- _Description of the task_
Extract every row below and reproduce each one verbatim, without changing a character.

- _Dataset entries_
%%

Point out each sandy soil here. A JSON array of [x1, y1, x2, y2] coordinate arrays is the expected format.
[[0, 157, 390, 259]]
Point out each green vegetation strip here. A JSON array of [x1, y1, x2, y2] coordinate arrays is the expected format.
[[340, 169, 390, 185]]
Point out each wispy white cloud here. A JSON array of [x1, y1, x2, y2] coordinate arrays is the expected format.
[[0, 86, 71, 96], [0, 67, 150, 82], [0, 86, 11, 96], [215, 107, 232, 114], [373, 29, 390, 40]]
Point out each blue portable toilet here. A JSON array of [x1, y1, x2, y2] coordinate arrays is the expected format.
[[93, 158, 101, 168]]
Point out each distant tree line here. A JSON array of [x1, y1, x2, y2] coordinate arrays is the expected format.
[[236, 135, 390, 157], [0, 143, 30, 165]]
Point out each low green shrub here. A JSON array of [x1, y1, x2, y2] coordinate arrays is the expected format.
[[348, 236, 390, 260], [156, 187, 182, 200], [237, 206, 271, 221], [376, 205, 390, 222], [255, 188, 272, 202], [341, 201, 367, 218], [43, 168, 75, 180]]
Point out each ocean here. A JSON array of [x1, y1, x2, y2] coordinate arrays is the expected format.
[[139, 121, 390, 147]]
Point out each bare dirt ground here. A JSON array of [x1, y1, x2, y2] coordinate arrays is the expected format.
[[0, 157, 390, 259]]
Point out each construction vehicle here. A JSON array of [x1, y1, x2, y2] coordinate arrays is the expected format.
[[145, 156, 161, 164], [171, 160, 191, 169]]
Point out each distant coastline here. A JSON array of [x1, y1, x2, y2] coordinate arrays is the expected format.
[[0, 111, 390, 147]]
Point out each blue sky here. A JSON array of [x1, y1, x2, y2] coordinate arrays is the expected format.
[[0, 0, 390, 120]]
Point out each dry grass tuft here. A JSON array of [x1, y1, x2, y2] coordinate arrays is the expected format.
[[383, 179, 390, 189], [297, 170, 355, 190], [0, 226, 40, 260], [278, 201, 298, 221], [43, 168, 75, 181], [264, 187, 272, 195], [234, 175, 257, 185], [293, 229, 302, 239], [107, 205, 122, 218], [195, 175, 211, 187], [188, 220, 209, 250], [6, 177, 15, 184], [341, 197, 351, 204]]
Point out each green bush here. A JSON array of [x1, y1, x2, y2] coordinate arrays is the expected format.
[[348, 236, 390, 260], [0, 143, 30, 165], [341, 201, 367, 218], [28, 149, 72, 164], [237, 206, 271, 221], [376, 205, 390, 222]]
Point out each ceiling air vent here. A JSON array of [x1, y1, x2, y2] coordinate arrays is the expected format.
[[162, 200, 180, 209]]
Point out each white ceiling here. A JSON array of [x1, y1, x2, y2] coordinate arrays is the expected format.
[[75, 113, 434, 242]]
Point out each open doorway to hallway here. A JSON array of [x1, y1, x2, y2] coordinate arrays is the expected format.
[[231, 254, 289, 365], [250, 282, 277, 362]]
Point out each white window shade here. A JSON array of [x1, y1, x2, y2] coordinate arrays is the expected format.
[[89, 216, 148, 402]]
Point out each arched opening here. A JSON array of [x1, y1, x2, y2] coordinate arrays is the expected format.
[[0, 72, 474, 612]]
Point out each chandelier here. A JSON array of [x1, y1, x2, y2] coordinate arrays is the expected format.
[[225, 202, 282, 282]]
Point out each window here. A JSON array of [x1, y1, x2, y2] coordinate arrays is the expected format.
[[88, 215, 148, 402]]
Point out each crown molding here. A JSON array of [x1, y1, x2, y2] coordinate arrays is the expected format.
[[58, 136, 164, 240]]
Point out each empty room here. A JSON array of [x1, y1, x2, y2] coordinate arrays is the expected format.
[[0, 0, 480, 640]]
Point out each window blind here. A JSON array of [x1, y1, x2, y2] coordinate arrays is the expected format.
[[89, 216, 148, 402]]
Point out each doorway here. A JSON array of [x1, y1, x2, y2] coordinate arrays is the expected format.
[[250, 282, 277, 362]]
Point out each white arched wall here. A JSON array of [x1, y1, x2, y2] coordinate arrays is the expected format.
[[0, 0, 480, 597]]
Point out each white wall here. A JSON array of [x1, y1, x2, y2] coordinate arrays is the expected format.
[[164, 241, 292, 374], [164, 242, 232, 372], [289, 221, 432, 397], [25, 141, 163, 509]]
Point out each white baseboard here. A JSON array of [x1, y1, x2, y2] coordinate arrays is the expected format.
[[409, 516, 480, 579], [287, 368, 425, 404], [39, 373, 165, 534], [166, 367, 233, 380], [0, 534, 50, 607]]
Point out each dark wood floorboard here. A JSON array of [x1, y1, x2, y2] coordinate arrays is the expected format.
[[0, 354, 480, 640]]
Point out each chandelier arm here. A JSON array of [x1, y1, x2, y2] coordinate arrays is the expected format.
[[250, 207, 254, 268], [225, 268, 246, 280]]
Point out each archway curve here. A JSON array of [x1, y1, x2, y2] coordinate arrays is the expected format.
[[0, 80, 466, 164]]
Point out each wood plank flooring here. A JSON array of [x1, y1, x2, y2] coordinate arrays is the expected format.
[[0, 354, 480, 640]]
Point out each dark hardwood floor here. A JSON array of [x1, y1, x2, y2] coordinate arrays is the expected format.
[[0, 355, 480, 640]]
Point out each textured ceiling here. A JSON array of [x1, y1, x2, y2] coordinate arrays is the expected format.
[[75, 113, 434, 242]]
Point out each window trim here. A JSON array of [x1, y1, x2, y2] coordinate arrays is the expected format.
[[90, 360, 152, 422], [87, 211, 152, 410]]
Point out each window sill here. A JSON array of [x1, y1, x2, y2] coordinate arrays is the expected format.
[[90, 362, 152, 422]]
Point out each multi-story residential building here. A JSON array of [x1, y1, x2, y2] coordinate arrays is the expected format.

%%

- _Finished answer_
Point out each sandy soil here. A JSON array of [x1, y1, x2, y2] coordinate arrays is the expected format.
[[0, 157, 390, 259]]
Point out each green vegetation strip here. A JSON array of [x1, y1, x2, y2] coordinate arrays is the expected format.
[[340, 169, 390, 185]]
Point out each wispy white cloud here. A JSON array of [x1, y1, x2, y2] coordinate arrays is the expected format.
[[0, 86, 71, 96], [0, 67, 150, 82], [0, 86, 11, 96], [215, 107, 232, 114], [373, 29, 390, 40]]
Point out each blue portable toilet here. A JSON array of [x1, y1, x2, y2] coordinate arrays is the expected format.
[[93, 158, 101, 168]]
Point out each distant tree line here. A JSON array of [x1, y1, x2, y2] coordinate arrays is the expected format.
[[236, 135, 390, 157], [0, 143, 30, 165]]
Point out each low green shrub here. A JSON array of [x1, y1, x2, y2] coordinate arrays is the expected format.
[[348, 236, 390, 260], [156, 187, 182, 200], [237, 206, 271, 221], [376, 205, 390, 222], [255, 188, 272, 202], [341, 201, 367, 218], [43, 168, 75, 180]]
Point out each ocean here. A JSON array of [x1, y1, x2, y2] coordinate arrays is the expected format.
[[139, 121, 390, 147]]
Point out each bare dirt ground here. A JSON array of [x1, y1, x2, y2] coordinate arrays is the expected format.
[[0, 157, 390, 259]]
Point out each construction vehicle here. A JSON array of [x1, y1, x2, y2] coordinate arrays is the expected format.
[[145, 156, 161, 164], [171, 160, 191, 169]]
Point out each distant coastline here. A JSON array of [x1, y1, x2, y2] coordinate arrays is the expected format.
[[0, 111, 390, 147]]
Point out each blue sky here. A JSON array of [x1, y1, x2, y2] coordinate arrays is the expected format.
[[0, 0, 390, 120]]
Point out each dry grass tuft here. A JSON array of [x1, y1, x2, y2] coordinate arrays is the expected format.
[[383, 179, 390, 189], [297, 170, 355, 190], [0, 226, 40, 260], [278, 201, 298, 221], [43, 168, 75, 181], [264, 187, 272, 195], [234, 175, 257, 185], [293, 229, 302, 239], [107, 205, 122, 218], [195, 175, 211, 187], [188, 220, 209, 250], [6, 177, 15, 184], [341, 197, 351, 204]]
Point out each green bush here. A JSON array of [x1, y1, x2, y2] coordinate arrays is the expected format.
[[348, 236, 390, 260], [0, 143, 30, 165], [341, 201, 367, 218], [28, 149, 72, 164], [237, 206, 271, 221], [376, 205, 390, 222]]
Point out each ceiling air vent here. A JSON array of [x1, y1, x2, y2] coordinate arrays is the expected format.
[[162, 200, 180, 209]]
Point out each white ceiling here. A JSON array of [x1, y1, x2, y2] coordinate arrays is the expected format.
[[75, 113, 434, 242]]
Point out each open doorway to hallway here. A JSON array of [x1, y1, x2, y2] coordinate arrays is the expected format.
[[231, 254, 289, 365], [250, 282, 277, 362]]
Point out each white window shade here. A JSON array of [x1, y1, x2, y2] coordinate arrays is the expected format.
[[89, 216, 148, 402]]
Point out each arched opening here. A JSON array of [x1, y1, x2, y2] coordinate arrays is the expected format.
[[0, 72, 474, 612]]
Point out each chandelier here. A JSON array of [x1, y1, x2, y2] coordinate arrays is the expected format.
[[225, 202, 282, 282]]
Point out each window here. A JSON array of [x1, y1, x2, y2] coordinate arrays is the expected format.
[[88, 215, 148, 402]]
Point out each crown molding here. A JSON array of [x1, y1, x2, y2] coordinate arrays is the expected format.
[[58, 136, 164, 240]]
Point out each empty room here. A JSON array of [x1, y1, x2, y2] coordinate arrays is the expected format.
[[0, 0, 480, 640]]
Point out each window blind here. A JSON array of [x1, y1, x2, y2] coordinate arrays is the expected format.
[[89, 216, 148, 402]]
Point out each doorway here. A JSON array of [x1, y1, x2, y2] coordinate arrays is the expected format.
[[250, 282, 277, 362]]
Point out each white arched wall here. A JSON array of [x1, y1, x2, y2] coordinate arrays is the expected format.
[[0, 0, 480, 597]]
Point out each white wall here. A JSON array of [x1, y1, x2, y2] coordinate arrays is the expected format.
[[164, 241, 292, 374], [164, 242, 232, 372], [289, 221, 432, 397], [25, 141, 163, 509]]
Point out each white baseboard here. A JSON array of [x1, y1, x2, y2] coordinate arrays is the expected format.
[[409, 516, 480, 579], [287, 368, 425, 404], [39, 373, 165, 534], [166, 367, 233, 380], [0, 534, 50, 607]]
Point out each dark wood floorboard here. A JSON array of [x1, y1, x2, y2] coordinate arrays is the expected format.
[[0, 354, 480, 640]]
Point out each chandelier arm here. A JSON array of [x1, y1, x2, y2] coordinate arrays is the expected format.
[[250, 207, 254, 268], [225, 268, 246, 280]]
Point out each archway curve here. A JSON array of [x1, y1, x2, y2] coordinate arrays is the expected format.
[[0, 80, 466, 164]]
Point out each wood plank flooring here. A JSON array of [x1, y1, x2, y2] coordinate arrays is the expected format.
[[0, 354, 480, 640]]
Point out each dark hardwood floor here. A JSON array of [x1, y1, x2, y2] coordinate arrays is the expected format.
[[0, 355, 480, 640]]
Point out each textured ceiling here. A JSON array of [x1, y1, x2, y2] coordinate arrays is the expected format.
[[75, 113, 434, 242]]
Point out each window trim here. A JSON array of [x1, y1, x2, y2] coordinate arrays is the expected format.
[[90, 360, 152, 422], [87, 211, 152, 410]]
Point out each window sill here. A JSON array of [x1, y1, x2, y2] coordinate arrays is the expected format.
[[90, 362, 152, 422]]
Point out each multi-story residential building here. A JSON array of [x1, y1, x2, y2] coordinate arrays is the expected format.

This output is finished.